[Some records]
((

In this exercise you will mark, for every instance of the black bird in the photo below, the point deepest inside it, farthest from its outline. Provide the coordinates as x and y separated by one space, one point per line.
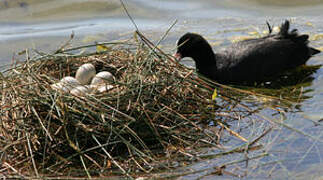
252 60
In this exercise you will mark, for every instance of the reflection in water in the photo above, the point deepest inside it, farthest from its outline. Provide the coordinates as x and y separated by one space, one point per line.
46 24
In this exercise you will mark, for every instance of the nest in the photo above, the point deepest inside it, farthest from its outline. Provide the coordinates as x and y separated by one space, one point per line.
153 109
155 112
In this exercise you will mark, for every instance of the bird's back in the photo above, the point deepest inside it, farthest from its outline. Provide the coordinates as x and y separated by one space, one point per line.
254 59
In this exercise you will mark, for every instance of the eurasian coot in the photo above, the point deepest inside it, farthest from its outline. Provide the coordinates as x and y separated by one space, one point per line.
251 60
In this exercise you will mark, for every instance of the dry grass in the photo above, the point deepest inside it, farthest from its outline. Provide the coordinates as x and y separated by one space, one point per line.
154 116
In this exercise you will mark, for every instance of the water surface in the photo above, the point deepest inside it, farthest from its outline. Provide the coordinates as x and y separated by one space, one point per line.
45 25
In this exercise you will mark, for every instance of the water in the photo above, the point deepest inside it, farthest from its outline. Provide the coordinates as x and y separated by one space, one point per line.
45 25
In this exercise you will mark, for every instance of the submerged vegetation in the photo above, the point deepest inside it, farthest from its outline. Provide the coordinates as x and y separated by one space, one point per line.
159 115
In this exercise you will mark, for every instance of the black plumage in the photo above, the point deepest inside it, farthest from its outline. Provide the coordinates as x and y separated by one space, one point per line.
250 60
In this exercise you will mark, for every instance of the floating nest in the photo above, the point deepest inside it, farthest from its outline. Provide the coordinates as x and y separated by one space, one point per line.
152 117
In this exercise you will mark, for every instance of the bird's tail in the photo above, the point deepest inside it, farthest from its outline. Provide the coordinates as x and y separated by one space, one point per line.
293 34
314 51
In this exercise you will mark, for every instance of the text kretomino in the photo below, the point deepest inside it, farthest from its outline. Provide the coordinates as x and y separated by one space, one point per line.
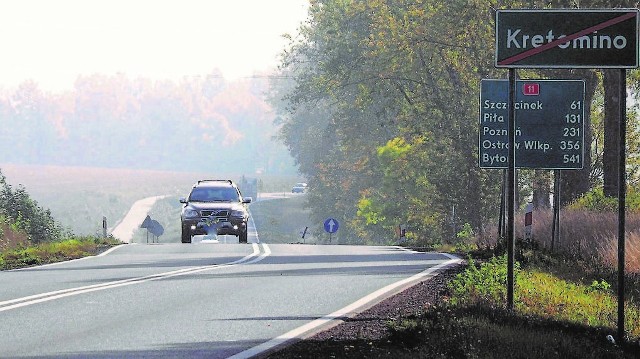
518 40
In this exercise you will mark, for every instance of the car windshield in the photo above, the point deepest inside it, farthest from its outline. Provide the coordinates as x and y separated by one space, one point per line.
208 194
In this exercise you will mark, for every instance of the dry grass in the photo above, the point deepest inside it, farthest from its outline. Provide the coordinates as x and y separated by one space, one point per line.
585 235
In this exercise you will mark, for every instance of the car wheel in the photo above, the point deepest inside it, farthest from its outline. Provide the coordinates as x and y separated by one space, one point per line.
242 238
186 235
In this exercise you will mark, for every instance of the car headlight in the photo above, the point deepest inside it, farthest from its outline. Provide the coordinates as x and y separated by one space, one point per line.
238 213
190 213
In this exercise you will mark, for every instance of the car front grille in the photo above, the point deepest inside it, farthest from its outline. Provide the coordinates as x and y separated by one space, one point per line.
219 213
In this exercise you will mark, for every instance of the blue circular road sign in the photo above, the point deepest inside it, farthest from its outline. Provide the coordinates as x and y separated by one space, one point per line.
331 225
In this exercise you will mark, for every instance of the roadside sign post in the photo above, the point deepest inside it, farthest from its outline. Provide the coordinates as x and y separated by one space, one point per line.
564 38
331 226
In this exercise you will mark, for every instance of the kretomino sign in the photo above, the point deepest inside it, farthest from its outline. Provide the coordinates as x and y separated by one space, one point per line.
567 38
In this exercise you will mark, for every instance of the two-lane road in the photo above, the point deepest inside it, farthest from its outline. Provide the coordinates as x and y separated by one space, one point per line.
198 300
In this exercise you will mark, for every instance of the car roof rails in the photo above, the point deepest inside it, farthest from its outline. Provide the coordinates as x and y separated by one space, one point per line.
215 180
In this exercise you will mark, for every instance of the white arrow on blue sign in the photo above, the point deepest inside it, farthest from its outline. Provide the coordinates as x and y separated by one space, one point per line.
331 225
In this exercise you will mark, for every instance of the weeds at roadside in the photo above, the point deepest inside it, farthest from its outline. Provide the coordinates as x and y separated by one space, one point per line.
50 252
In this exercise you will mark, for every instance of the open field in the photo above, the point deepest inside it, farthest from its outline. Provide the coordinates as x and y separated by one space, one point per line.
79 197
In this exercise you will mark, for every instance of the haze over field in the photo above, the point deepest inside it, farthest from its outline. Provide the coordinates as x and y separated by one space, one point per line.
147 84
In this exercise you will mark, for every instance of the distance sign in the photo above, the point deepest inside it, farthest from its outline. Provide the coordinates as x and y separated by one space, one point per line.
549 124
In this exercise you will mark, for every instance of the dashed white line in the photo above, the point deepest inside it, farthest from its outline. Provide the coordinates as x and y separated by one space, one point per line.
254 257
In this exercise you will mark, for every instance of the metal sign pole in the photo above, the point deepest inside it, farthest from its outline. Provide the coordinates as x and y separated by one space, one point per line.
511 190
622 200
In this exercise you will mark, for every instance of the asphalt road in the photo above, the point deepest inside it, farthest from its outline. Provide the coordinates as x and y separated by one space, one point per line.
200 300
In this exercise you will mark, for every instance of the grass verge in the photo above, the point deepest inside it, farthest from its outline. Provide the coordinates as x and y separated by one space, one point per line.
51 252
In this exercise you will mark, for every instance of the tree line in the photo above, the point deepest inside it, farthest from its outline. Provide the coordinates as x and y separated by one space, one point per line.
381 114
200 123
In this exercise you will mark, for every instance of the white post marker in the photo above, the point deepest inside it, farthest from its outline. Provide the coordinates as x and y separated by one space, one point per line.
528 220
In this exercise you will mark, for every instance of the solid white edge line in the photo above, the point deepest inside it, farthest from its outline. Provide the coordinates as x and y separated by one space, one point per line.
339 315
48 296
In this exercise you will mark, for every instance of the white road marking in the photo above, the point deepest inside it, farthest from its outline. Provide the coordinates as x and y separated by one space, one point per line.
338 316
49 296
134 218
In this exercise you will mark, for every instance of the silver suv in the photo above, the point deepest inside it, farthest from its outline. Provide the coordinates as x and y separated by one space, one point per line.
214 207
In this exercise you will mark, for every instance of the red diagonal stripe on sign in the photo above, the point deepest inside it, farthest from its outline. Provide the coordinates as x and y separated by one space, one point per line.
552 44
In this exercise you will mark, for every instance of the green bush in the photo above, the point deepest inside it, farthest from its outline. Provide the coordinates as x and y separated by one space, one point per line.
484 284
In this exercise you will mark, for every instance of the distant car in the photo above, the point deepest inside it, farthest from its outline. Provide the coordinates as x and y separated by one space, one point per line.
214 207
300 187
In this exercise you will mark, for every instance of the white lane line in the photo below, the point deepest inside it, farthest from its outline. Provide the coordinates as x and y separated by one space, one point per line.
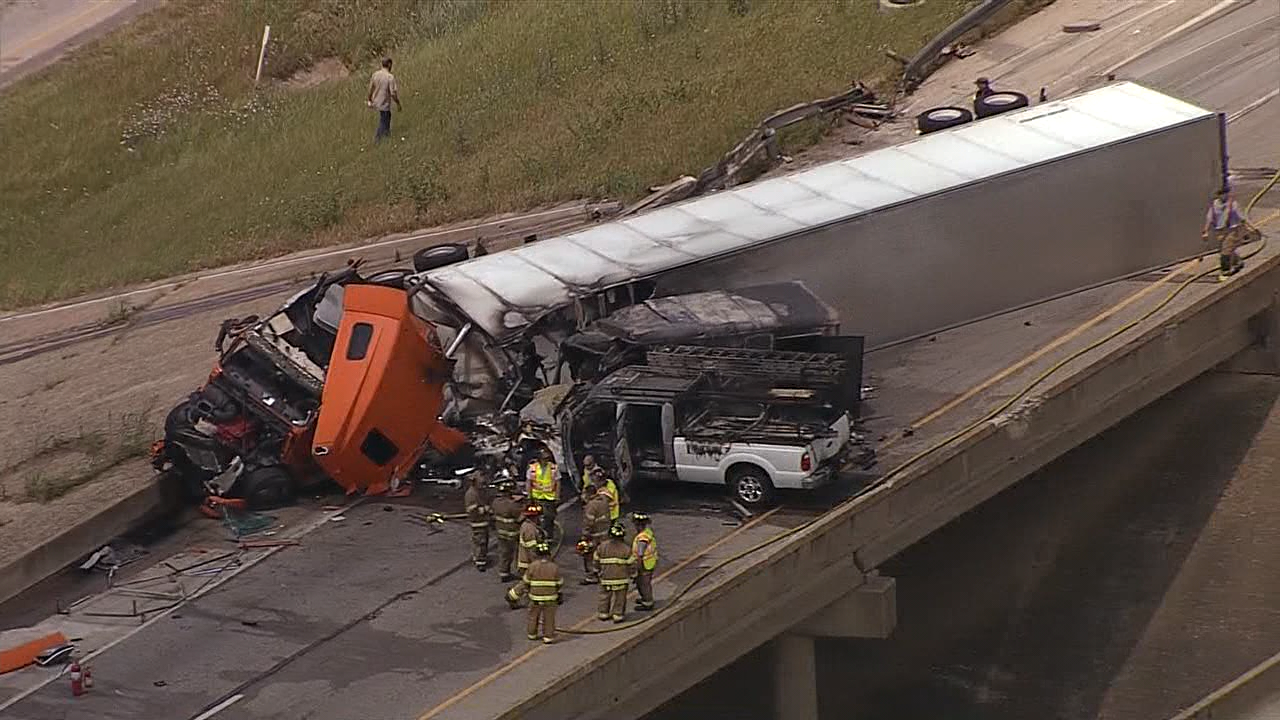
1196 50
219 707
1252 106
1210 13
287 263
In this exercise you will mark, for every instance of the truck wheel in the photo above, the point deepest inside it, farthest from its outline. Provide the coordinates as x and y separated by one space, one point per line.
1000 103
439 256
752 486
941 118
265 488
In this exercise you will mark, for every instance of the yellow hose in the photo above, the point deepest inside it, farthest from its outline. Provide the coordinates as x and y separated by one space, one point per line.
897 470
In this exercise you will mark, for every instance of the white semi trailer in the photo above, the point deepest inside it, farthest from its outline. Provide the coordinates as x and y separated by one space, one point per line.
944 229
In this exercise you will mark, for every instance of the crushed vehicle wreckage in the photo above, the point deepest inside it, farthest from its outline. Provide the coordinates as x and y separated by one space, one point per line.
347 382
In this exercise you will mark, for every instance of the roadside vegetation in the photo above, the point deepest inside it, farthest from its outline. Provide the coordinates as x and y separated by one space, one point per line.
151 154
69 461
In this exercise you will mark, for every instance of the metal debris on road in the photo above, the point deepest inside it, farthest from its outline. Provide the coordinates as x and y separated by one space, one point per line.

))

§ Given instruction:
Give the data above again in full and unchanged, skipping the pictures.

§ Result:
In this exercise you will mark, for every instance of the black bird in the photo below, the point deepest inside it, farthest from its outline. Provide the coordinates as x and y separated by one space, one point per line.
252 60
In this exercise you will mark, for every instance of the reflection in water in the photo above, the point deepest inside it, farthest from its outline. Provide the coordinates as x and y separated by one space, one point per line.
46 24
In this exercise you will mark, for every instance of the nest in the photo above, the point deepest inside it, farthest from its outline. Provide the coordinates as x and y separated by one space, one point per line.
153 109
155 112
In this exercise you will mark, for every instance of the bird's back in the photo above, the point deepest inside it, farthest from its outline. Provide the coordinates as x and y separated by one space, one point per line.
254 59
In this exercise you will mark, for every instance of the eurasian coot in the photo above, the point deepest inside it, farthest from its outline. Provide the coordinates as x and y separated by one space, one point per line.
251 60
In this exercise you will mark, for every instance of the dry grass in the photo above, the point deepest inside it, farthest from its outline. Provide the coordinates as x and y separated by one space, one point per line.
154 116
In this exercise you will mark, for every instance of the water surface in the photo above, the point deepest inside it, farthest from its outline. Provide the coordinates as x and y separated by one space, one point per line.
45 25
In this exercise you will mark, for every instance of the water in the photo above, the point deepest inside it, farthest from its outline. Provide the coordinates as x and y separated by one space, one point per line.
45 25
In this exercise you will mark, for every instance of the submerged vegetation in the photo above, the point deepest inside it, farthest from its outline. Provide the coordinates as x and y separated by one space, one point per line.
159 115
In this exercise you will mark, for every instance of the black plumage in the photo above, the point deepest inside it, farthest from its outline. Provide the coordinates as x and y separated by one space, one point per line.
250 60
In this exercise you will mark, for every instance of the floating nest in the photo above, the point deepest inside it, farthest from its outline. Provide the coordinates as x and y separated by one space, one point per line.
152 117
In this exercise you will mark, for every instance of the bird's tail in the photo above, the point deepest inside it, farthest from its outline. Provide the coordinates as x and y separated by one space, one point per line.
293 34
314 51
In this exercise you will mark, for every instance of the text kretomino in the photo below, the point deepest inside it, farthest from its outline. Provide the coordinates as x and y separated by one space, one point per line.
518 40
In this exercise you will mark, for every instance of the car windshield in the photo above, the point deepest inside it, farthest from its outline. Provide the coordinates as x and y separated by one space, one point per line.
208 194
In this exercise you will mark, for every instance of the dry grass in the photo above, the point deepest inside it, farthest from its outline. Provide the coordinates as x and y separated by one space, one point per line.
585 235
In this exercise you will mark, for every instance of the car wheel in the photo above, the point deepest inside it, farthest from its outline. Provide the coordinates as x and y separated by one space, one point per line.
242 238
186 235
In this exercise you will mark, for every instance of the car headlight in the photo above, the point deepest inside it, farthest from its outline. Provide the coordinates as x and y separated by one space, one point per line.
238 213
190 213
In this exercise you will mark, for every instance of the car front grille in the photo above, the point deepest inside it, farthest from its outline. Provide the coordinates as x and y separated by one space, one point per line.
219 213
In this exercise you will mark, for every instance of the blue circular road sign in the photo above, the point deepest inside it, farthest from its outline. Provide the coordinates as x and y separated by one space, one point per line.
331 225
In this exercise you will mark, for every instance of the roadside sign post in the photo above, the point deepest inside it, farthest from its outline. Provide the coordinates as x and y separated by one space, one point per line.
564 38
331 226
In this exercise you will mark, for every instance of the kretomino sign in the photo above, the point deepest inside it, farthest from its outline. Provide the coordinates as x and y separated by one space, one point per line.
567 38
In this exercise you will mark, for every instance of the two-lane road in the photo above, the point deepest inside it, farthest from its outline. Provide the coordinates as x and y separated by one space, one point per line.
198 300
In this exercise you will mark, for every instance of the car roof rails in the photo above, the point deepest inside it, farthest from its outline. Provide the coordinates as x and y separated by one space, one point per line.
215 180
In this exercise you will mark, for every instance of the white arrow on blue sign in the photo above, the point deepest inside it, farthest from its outline. Provide the coordinates as x and y separated by one space, one point per line.
331 225
In this exercise you will mark, for every instance of the weeds at roadside in the photo above, the point deepest inside it, farthest from its outline. Provide the coordinates as x and y separated by one space, one point per line.
50 252
In this exercise you will mark, for every instance of the open field in the photo above, the point deepest inside it, farthest from its outline. Provide the coordinates as x and y separated by one space, one point per line.
79 197
In this exercise you will mark, for every instance of the haze over field in the photo above, the point deepest inside it, farthest from its outline. Provide the coordinates as x and y separated by one space, one point per line.
147 84
In this exercise you will mark, for every instance of the distance sign in the photo above, the point deepest inside it, farthest from its outline. Provide the coordinates as x and y separated by one space, one point per line.
549 124
In this exercise you will mark, for every instance of the dashed white line in the photo above, the point deepest inside it, farthest from its outline. Provide the coordinates as x and y separated by one space, one point per line.
254 257
In this exercise you will mark, for every instance of the metal sign pole in the photo above, the point deepest inside it, farthest from its outline. Provide the coordinates as x and y separated by one space, one point per line.
511 190
622 200
In this exercise you will mark, for every instance of the asphalt road in the photo above, the point deepest inside it, farthest from its outline. Provide the coordinates as x and y separated by one space, one point per line.
200 300
In this exercise you will mark, for every instance of the grass verge in the photo above, the point deepest inside it, farthest from its outline. Provide the coordinates as x and y separated by one space, one point per line.
51 252
In this exercise you will mark, for every instance of the tree line in the photo above, the point deepest inside it, farthest from its outline. Provide the coordinates as x and y separated by one space, one point per line.
381 114
200 123
In this exercise you will mark, for every instance of the white post marker in the photo above, the point deepest inside it, farthest from its outline. Provide the coordinates as x and y separated by one space, one point per line.
528 220
In this exercise you will mark, for every instance of the solid white edge line in the photo above, the point deepest inside it, farthest from its outline. Provide the coordinates as x and y separated by one space, one point per line.
339 315
48 296
In this exercise you will mark, for every instance of the white road marking in the photo above, the point deepest inside it, farthest from its outline. Provide the coordinates as x and y separated by one space, one point per line.
338 316
49 296
134 218
In this exercise you will mark, for every instance of the silver suv in the photo above, the point deepest inside it, farthest from its outline. Provide the coordinates as x and y separated by one space, one point per line.
214 207
In this exercise you will mark, for every instance of the red diagonal stripe on sign in the photo above, the point deepest inside it, farthest from its outline. Provide the coordinates as x and y separated by one space, one point per line.
552 44
In this exercise you will mark, for every instance of the green bush in the photo above, the point deepest inside it, farthest from its outline. Provide the coordinates as x and y separated by one space, one point per line.
484 284
In this exercise you will mark, for every instance of the distant car in the photo above, the point deepest inside it, farthest from its outline. Provide the coordinates as x and y separated by one space, one point per line.
214 207
300 187
In this exercise you will mark, for every instance of the white lane line in the photo below, the point deepest inside it, farthest from its outline. Provide the coordinates as x and y separated by one space, one point per line.
1196 50
219 707
1252 106
1210 13
287 263
In this exercise you will mark, for every instance of the truck wheel in the photo above, the point deepest inside it, farthest from its outline. Provide the coordinates as x and y separated by one space, one point per line.
1000 103
439 256
752 486
941 118
265 488
In this exercise you will mark, for every instance of the yellow hose in the photo above, the point deepest inside it, farthest from its outline. Provide the coordinates as x and y separated by one space, one point per line.
897 470
In this exercise you will mark, for every instance of the white semi trailer in the photo above, the point deepest inside it, farthest from its outline. Provide the coordinates as x and y separated by one space, one point per line.
944 229
In this exercise you will mark, for every instance of the crushed vehicle wreckage in the photo above, the point deepest inside it, farthest from its outline. Provide the coordinates as x and y separated by one space, one point per line.
347 382
In this exercise you will mark, for every instance of the roadside vegetation in the photo above, the point deepest inside it, farthest from its outline. Provide the coordinates as x and y separated by one space, one point per line.
151 154
69 461
In this exercise you will mark, for every instance of the metal debris on road in the photo above, the point deepest inside it, farthest from its outline. Provide the coordinates as x and y separated by one space, one point per line.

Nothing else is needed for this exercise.